- _Task instructions_
According to the excerpt on passing a function to do_with_creatures, what does it mean when the function returns None?

- _Document segment_
□ □ □ □ □

It is similar if you know C# where you can also draw out these generic types and explain them in the next line of code or in the next phrase, if you will. So really what we're saying here is, the function F, sorry, the function called func that you're passing in here is a function that takes a mutable reference to the terrain, a mutable reference to the actual creature. It takes a tuple, they're also first-class, two coordinates in this case where the creature sits in the world. And the return value of the function is an Option of a tuple.
And the semantics here are, if the tuple is Some, it is the new position of the creature. If it's None, the creature has died. So what we're seeing here is I can pass in the function and I can declare quite specifically what the function does. So far, so good, I hope. So what happens when I'm invoking the do_with_creatures mutable function in Terrain.
This is not cold from the world. This is a small piece of code in the world that says process all the creatures. And what I'm doing here is, the world knows its terrain and I'm calling the do_with_creatures function. And I'm passing in an anonymous function here that adheres to the specification you saw on the previous slide. So it gets passed in a terrain, a creature and a position. And then it does things.

□ □ □ □ □

- _Supplied data_
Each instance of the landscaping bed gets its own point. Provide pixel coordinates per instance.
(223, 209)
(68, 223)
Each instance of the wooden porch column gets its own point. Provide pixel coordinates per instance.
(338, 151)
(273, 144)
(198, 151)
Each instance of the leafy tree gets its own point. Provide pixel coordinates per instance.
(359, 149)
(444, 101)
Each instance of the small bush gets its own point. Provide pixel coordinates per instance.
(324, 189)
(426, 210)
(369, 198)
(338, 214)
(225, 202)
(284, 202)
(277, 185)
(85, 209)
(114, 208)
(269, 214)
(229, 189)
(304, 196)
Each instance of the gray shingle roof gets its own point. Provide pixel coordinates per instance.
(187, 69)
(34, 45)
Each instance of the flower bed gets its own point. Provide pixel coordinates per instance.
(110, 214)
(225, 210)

□ □ □ □ □

- _Written solution_
The creature has died.